Let $p$ be a prime. Show that there are infinitely many positive integers $n$ such that $p$ divides $2^{n}-n$
Proof:
If $p=2, p$ divides $2^{n}-n$ for every even positive integer $n$.
We assume that $p$ is odd. By Fermat's little theorem, $2^{p-1} \equiv 1(\bmod p)$.
It follows that
$
2^{(p-1)^{2 k}} \equiv 1 \equiv(p-1)^{2 k} \quad(\bmod p)
$
that is, $p$ divides $2^{n}-n$ for $n=(p-1)^{2 k}$
now i want to clarify two things
1) How by FLT they concluded that
$
2^{(p-1)^{2 k}} \equiv 1 \quad(\bmod p)
$
i mean by taking both sides $2k$ power we should get
$
2^{(p-1){2 k}} \equiv 1 \quad(\bmod p)

**Prompt**.
Answer these questions about the post on primes dividing 2^n − n:
(a) For p = 2, which positive integers n does the proof say work?
(b) Which theorem is used to obtain 2^(p−1) ≡ 1 (mod p)?
(c) For odd p, what value of n does the proof give?

(Point annotation dataset rows)
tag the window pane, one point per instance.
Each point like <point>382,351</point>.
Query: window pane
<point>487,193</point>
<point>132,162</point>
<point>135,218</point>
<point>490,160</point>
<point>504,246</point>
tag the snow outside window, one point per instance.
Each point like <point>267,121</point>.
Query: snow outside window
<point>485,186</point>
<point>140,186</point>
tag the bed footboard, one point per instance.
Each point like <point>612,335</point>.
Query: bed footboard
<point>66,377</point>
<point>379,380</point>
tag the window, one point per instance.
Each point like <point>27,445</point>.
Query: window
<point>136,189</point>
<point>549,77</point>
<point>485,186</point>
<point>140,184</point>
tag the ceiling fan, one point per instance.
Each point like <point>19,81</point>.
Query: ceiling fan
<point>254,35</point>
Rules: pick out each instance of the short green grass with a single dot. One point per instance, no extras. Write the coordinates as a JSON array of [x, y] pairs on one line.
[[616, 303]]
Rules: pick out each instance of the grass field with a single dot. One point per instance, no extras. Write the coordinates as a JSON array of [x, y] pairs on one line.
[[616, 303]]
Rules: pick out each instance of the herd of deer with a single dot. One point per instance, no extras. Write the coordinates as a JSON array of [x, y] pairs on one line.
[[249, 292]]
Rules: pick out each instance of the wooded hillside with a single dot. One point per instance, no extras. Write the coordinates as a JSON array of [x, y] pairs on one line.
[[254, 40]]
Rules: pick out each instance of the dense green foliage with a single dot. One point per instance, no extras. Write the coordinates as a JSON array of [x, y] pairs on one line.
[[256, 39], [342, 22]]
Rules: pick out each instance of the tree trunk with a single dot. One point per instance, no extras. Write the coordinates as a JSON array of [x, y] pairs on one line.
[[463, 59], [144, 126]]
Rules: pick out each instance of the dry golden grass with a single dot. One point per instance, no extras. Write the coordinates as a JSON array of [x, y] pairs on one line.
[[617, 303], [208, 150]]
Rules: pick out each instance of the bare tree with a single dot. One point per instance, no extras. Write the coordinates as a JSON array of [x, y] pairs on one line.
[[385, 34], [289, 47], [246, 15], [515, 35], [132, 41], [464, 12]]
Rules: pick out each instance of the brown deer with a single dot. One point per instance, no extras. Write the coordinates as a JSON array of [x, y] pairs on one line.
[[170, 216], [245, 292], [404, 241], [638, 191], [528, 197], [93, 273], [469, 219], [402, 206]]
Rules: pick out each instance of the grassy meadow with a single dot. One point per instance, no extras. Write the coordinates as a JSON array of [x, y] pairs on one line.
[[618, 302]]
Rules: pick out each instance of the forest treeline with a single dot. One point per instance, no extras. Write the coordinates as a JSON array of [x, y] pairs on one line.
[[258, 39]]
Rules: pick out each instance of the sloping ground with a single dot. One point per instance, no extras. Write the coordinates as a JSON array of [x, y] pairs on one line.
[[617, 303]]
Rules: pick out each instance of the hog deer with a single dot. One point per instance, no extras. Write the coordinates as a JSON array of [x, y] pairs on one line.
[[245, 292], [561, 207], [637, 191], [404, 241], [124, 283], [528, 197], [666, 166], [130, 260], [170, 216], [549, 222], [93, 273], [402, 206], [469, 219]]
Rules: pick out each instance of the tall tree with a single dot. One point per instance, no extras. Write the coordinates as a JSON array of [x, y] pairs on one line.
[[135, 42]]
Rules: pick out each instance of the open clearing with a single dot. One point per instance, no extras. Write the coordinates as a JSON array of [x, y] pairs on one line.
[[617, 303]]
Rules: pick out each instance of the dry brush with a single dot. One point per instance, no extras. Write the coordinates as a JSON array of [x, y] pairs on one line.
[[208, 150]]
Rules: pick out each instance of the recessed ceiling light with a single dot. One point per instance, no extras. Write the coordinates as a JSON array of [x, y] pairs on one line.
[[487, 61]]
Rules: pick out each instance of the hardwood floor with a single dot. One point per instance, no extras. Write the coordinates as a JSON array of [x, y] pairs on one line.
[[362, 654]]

**Completed task**.
(a) Every even positive integer n.
(b) Fermat's little theorem.
(c) n = (p−1)^(2k).